What the exercise asks:
Type out the material below exactly.

Dataset content:
● ● ● ● ●

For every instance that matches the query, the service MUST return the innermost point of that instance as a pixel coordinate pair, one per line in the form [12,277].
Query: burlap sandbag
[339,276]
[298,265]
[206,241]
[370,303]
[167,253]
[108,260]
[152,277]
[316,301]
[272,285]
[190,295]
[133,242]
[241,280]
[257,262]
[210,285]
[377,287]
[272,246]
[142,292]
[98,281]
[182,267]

● ● ● ● ●

Written response:
For every instance that matches the query, the service MUST return the innermost point of that instance as a pixel coordinate pair, one per line in the form [12,277].
Query: burlap sandbag
[339,276]
[298,265]
[206,241]
[370,303]
[167,253]
[108,260]
[152,277]
[316,301]
[272,285]
[190,295]
[133,242]
[241,280]
[257,262]
[210,285]
[377,287]
[272,246]
[142,292]
[98,281]
[182,267]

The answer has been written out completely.